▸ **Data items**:
==========

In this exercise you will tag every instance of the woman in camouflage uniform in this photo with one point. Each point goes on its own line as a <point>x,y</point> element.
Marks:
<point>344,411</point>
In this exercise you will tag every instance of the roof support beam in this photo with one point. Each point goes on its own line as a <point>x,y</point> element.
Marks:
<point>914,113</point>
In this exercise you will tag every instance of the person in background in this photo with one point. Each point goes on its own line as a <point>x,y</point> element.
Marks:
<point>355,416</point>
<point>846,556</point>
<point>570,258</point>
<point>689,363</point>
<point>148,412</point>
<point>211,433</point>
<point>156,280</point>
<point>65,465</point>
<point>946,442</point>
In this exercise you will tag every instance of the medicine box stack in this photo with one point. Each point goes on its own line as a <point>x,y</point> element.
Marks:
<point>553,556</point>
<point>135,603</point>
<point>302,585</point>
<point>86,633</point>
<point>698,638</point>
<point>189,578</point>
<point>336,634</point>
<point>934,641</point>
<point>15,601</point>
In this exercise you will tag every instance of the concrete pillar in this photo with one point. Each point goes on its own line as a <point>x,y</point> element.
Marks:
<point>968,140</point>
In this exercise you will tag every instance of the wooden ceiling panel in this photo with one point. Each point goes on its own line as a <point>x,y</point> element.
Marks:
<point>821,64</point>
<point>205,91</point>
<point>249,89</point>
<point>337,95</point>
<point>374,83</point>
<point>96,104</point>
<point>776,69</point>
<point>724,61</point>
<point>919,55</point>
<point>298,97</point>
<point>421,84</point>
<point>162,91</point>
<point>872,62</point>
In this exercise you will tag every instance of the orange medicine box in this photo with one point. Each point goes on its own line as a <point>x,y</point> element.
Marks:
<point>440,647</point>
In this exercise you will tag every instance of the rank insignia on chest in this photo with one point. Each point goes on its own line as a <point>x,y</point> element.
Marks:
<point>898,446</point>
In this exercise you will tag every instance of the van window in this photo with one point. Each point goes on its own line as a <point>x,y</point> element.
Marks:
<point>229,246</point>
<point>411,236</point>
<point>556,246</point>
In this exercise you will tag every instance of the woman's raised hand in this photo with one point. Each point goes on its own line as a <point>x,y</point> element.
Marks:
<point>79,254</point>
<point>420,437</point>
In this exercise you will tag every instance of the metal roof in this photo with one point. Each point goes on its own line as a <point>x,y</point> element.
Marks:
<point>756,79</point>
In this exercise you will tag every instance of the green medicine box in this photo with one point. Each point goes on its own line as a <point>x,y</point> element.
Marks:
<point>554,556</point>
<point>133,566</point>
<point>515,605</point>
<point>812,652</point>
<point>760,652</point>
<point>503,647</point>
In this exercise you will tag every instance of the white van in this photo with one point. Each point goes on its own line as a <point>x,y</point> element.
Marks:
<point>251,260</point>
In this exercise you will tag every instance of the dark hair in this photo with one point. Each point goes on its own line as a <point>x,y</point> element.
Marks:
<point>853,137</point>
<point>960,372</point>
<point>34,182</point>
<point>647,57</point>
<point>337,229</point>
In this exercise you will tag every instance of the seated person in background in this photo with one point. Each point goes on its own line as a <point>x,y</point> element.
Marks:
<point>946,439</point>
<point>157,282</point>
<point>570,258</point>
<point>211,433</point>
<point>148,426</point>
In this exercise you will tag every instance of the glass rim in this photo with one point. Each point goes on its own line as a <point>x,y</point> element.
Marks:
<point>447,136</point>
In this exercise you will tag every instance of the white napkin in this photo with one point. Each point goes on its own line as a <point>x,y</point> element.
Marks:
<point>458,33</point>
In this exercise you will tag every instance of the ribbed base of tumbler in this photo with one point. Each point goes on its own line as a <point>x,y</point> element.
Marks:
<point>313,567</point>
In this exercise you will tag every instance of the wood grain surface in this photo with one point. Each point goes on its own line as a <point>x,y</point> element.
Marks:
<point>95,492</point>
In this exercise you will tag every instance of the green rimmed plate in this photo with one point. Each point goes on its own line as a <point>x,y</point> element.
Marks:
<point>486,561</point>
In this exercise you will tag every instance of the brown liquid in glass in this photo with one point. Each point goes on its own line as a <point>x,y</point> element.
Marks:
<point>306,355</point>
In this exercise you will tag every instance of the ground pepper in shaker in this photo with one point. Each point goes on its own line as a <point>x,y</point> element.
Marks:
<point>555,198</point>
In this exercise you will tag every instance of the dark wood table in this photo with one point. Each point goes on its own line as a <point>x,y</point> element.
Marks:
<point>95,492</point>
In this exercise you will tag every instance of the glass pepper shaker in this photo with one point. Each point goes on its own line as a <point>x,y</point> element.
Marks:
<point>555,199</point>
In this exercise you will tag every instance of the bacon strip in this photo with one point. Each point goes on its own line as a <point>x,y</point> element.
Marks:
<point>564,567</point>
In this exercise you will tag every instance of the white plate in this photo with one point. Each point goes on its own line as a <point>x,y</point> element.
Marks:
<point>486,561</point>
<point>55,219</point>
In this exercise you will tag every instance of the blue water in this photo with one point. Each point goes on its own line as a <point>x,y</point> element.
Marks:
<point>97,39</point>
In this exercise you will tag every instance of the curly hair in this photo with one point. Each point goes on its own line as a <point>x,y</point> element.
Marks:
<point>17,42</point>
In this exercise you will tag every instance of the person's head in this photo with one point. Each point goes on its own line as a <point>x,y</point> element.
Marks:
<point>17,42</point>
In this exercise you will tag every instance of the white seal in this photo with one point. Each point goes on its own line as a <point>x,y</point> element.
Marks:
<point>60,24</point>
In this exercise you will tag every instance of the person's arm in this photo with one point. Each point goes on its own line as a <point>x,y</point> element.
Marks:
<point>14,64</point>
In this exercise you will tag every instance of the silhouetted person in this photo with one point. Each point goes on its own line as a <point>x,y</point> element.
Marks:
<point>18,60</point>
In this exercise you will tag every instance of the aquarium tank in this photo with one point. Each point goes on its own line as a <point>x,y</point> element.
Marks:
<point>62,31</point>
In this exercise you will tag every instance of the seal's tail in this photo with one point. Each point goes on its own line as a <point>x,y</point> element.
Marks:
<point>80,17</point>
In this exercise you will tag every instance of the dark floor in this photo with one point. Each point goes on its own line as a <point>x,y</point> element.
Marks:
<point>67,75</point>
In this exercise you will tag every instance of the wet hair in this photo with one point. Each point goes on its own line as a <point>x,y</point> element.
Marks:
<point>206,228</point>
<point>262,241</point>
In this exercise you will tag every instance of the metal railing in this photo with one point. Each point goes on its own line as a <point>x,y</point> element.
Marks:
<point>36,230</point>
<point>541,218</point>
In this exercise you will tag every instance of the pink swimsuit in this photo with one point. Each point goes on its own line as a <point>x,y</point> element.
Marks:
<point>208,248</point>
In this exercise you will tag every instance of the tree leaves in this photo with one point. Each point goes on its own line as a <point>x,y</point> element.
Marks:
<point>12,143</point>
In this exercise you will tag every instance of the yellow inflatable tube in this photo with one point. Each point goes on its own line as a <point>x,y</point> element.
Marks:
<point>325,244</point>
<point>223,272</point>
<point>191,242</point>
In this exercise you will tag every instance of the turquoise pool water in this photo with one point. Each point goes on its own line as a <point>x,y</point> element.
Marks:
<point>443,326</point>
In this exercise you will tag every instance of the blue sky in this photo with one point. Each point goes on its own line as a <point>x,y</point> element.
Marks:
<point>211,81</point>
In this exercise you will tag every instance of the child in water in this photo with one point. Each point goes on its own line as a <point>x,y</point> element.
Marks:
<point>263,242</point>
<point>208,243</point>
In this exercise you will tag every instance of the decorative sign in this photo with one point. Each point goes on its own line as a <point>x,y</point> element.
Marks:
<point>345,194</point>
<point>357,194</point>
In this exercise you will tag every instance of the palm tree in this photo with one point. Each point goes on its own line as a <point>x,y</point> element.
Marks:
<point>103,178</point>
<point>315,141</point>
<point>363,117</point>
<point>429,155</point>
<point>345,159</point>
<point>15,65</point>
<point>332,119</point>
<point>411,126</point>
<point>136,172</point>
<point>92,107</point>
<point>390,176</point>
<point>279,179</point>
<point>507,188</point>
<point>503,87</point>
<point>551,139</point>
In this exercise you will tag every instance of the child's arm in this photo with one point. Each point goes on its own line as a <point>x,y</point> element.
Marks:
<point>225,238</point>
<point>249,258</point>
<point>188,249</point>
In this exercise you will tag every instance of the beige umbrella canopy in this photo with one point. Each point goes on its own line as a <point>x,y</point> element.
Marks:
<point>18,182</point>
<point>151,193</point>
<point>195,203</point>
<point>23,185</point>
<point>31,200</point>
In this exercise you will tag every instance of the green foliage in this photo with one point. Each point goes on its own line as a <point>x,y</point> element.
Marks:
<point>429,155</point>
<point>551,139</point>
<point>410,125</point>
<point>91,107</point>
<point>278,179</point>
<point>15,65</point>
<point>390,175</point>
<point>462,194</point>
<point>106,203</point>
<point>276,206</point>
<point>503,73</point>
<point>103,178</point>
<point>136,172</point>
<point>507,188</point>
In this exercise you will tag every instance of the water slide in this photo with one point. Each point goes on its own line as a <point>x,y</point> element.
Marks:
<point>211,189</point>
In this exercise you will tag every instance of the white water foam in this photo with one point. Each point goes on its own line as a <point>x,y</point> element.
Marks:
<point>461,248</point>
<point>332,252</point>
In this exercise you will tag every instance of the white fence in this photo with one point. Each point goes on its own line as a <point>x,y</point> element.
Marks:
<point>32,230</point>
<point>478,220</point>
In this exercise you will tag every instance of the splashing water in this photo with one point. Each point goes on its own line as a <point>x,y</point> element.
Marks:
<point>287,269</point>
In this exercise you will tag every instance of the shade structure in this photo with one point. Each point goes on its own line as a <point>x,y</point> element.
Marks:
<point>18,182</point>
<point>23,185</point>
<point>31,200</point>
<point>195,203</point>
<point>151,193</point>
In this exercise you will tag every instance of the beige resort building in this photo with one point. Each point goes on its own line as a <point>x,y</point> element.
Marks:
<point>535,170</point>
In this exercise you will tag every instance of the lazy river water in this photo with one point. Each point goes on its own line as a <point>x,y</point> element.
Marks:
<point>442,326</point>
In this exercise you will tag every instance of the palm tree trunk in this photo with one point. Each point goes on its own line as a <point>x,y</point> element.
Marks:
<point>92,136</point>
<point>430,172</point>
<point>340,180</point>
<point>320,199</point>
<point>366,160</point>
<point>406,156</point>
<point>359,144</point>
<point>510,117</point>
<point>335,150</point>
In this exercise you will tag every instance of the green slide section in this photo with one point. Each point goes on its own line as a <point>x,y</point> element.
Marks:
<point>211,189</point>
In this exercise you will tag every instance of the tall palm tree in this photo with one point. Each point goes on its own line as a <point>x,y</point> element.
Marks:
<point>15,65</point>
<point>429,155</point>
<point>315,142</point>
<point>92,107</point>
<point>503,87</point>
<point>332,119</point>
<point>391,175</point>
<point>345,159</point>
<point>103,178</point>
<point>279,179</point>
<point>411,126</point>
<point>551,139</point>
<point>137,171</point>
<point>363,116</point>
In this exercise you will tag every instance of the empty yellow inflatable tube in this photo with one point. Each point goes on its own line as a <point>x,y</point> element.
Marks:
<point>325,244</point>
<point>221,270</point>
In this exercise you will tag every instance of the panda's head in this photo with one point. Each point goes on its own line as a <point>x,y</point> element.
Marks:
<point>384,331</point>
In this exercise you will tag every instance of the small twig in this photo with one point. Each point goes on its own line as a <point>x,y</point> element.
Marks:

==========

▸ **Exercise**: Copy the data between the lines holding "the person's arm" and "<point>541,218</point>", inclusive, and rename "metal railing" to "steel railing". Leave everything else unchanged.

▸ **Result for this exercise**:
In this exercise you will tag every instance of the person's arm in this photo with one point. Each point goes on its own line as a <point>x,y</point> element.
Marks:
<point>14,64</point>
In this exercise you will tag every instance of the silhouetted person in this photo with one point. Each point goes on its own line as a <point>x,y</point> element.
Marks:
<point>18,60</point>
In this exercise you will tag every instance of the aquarium tank in this photo with one point. Each point goes on its own line as a <point>x,y</point> element.
Marks:
<point>62,31</point>
In this exercise you will tag every instance of the seal's tail in this photo with one point. Each point goes on its own line as a <point>x,y</point> element.
Marks:
<point>80,17</point>
In this exercise you will tag every instance of the dark floor in this photo with one point. Each point goes on its own line as a <point>x,y</point> element.
Marks:
<point>67,75</point>
In this exercise you will tag every instance of the wet hair in this photo with one point. Each point goes on its own line as a <point>x,y</point> element.
Marks:
<point>206,228</point>
<point>262,241</point>
In this exercise you will tag every instance of the steel railing in this photo with one point. Each point goes on its own line as a <point>x,y</point> element.
Marks:
<point>36,230</point>
<point>541,218</point>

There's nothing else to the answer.